**Exercise task:**
Answer these questions from the text on Portland roses.
1. Under what name did the rose first arrive in France by way of England?
2. How many Portland roses does the text say are still available?
3. Where do these roses suffer?

**Text excerpt:**
┌──

Towards the end of the eighteenth century a rose of much significance appeared in
France. Its origins were obscure, as is so often the case, but its habit of flowering
almost continuously throughout the season won it instant favor. It arrived there
by way of England with the name R. portlandica but later became known as
'Duchess of Portland', after the 3rd Duchess of Portland, who is reputed to have
brought it to England from Italy. It is said to have originated from a cross between
a Damask x Gallica seedling and an unknown
China rose, probably 'Slater's
Crimson', a mating which is thought to have established, at least in part, the
invaluable remontancy habit of many of our present-day roses.
This is a small class of roses that probably never included more than 100
cultivars, even in its 19-th century heyday. Currently, there are fewer than a
dozen Portland roses still available. The Portland roses were greatly admired in
the early 19th century because they are not only hardy but also reblooming.
After producing a heavy crop of flowers in early summer, they flower again
occasionally throughout the summer and into the fall.
Though the Portland rose blossoms are large - 3-4 in (7.6 - 10.2 cm) in
diameter - and usually very fragrant, for the most part this class has been
replaced by showier, freer-flowing roses. Well adapted to the Northeast,
Midwest, Rocky Mountain West, and milder regions of Canada, these roses suffer
where summers are hot and humid.
- 'Comte de Chambord' Roses (Introduced - 1860)

└──

**Material provided:**
┌──

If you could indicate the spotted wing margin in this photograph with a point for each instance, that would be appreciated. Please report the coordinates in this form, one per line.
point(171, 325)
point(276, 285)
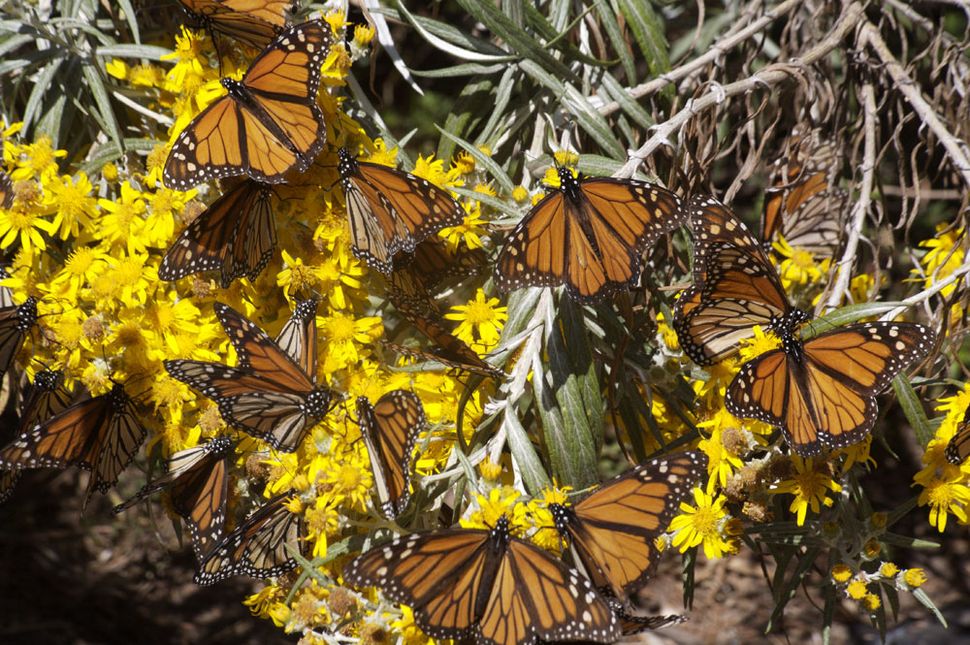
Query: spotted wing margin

└──

**Exercise output:**
1. R. portlandica
2. Fewer than a dozen
3. Where summers are hot and humid